* [Your instructions] Where does the string "dusk" occur in the records? Copy each line that holds it.

* [Dataset entries]
....................

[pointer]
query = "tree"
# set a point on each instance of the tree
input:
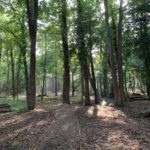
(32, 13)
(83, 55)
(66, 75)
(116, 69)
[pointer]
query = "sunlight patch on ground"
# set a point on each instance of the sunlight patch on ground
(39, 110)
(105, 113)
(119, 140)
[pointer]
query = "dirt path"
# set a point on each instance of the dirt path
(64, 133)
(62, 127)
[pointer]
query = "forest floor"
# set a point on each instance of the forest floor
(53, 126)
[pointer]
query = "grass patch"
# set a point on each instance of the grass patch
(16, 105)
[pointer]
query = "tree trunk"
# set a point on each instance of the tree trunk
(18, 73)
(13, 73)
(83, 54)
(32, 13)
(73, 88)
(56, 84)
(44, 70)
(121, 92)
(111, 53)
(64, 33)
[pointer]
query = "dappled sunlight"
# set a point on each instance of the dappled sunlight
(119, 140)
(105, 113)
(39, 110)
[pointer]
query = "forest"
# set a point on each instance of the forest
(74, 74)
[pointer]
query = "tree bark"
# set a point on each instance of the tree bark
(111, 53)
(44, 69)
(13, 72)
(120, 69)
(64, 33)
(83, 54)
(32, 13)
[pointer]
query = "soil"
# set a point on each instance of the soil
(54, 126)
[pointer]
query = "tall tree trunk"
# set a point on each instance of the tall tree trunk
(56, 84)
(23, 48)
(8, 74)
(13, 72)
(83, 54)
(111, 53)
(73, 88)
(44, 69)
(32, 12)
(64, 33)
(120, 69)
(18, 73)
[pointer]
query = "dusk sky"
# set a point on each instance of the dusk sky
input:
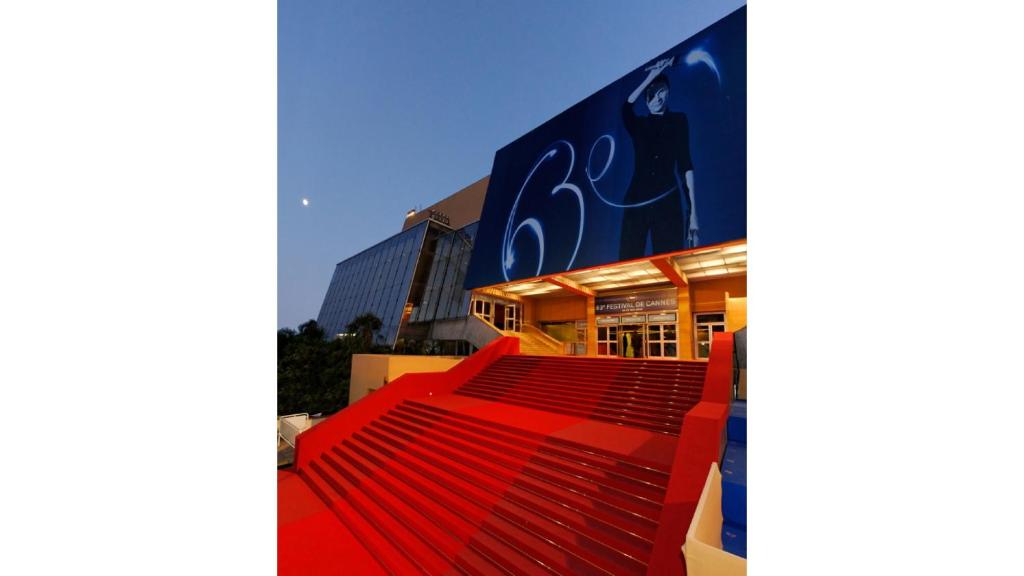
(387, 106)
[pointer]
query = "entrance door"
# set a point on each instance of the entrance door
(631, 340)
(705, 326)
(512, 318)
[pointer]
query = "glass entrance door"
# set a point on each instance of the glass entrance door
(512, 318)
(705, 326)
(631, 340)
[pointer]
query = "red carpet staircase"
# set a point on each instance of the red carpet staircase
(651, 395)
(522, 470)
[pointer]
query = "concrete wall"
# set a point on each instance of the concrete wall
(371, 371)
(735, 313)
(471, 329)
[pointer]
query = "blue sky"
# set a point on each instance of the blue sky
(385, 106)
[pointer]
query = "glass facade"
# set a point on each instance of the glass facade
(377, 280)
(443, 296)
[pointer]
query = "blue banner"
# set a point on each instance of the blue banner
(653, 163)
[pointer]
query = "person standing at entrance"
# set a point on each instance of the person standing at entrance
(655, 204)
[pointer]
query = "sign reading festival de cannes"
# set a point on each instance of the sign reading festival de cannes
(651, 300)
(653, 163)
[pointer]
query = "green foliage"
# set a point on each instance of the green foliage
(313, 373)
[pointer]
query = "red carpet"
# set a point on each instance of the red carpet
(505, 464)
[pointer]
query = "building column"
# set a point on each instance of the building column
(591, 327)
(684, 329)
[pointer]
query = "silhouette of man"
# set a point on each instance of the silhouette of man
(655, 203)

....................

* [Result of the exercise]
query = "dusk sky"
# set a point on each instance of the dusk sky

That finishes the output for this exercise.